== Data for this task ==

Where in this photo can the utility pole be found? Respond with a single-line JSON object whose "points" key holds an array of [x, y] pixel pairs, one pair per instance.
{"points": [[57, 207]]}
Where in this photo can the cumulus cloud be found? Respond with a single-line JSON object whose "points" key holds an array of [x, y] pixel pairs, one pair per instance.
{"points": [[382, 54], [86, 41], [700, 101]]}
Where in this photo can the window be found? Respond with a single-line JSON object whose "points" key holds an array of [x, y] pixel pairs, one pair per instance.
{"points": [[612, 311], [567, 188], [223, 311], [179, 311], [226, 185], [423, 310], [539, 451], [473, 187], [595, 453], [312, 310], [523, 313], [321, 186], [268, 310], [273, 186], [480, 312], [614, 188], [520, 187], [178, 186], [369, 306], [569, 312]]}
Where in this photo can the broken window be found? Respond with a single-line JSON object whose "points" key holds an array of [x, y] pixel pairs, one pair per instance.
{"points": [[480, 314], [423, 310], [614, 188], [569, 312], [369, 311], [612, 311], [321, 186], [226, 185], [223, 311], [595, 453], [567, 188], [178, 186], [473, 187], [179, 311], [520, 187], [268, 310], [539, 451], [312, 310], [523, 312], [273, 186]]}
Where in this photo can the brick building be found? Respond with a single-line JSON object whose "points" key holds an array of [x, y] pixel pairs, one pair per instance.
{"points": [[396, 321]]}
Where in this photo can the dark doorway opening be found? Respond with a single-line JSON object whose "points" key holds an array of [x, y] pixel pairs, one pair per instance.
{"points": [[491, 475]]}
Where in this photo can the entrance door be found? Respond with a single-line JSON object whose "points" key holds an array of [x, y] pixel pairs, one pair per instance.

===
== Data for this task ==

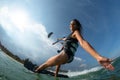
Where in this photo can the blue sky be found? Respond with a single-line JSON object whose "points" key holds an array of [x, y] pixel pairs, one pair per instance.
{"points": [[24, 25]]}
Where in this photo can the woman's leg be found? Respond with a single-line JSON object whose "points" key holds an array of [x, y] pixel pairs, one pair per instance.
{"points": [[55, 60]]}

===
== Data for this task ==

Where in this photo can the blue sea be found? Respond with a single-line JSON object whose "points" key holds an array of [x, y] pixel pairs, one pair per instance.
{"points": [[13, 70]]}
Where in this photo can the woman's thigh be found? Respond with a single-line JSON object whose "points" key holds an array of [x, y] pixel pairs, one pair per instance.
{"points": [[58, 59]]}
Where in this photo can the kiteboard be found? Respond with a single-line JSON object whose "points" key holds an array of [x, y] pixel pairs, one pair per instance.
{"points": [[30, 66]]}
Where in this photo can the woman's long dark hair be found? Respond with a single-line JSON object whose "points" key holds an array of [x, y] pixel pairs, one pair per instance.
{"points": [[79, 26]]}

===

## What is needed
Tally the lines above, across all three blocks, that contain the word "blue", and reply with that number alone.

## Completed exercise
2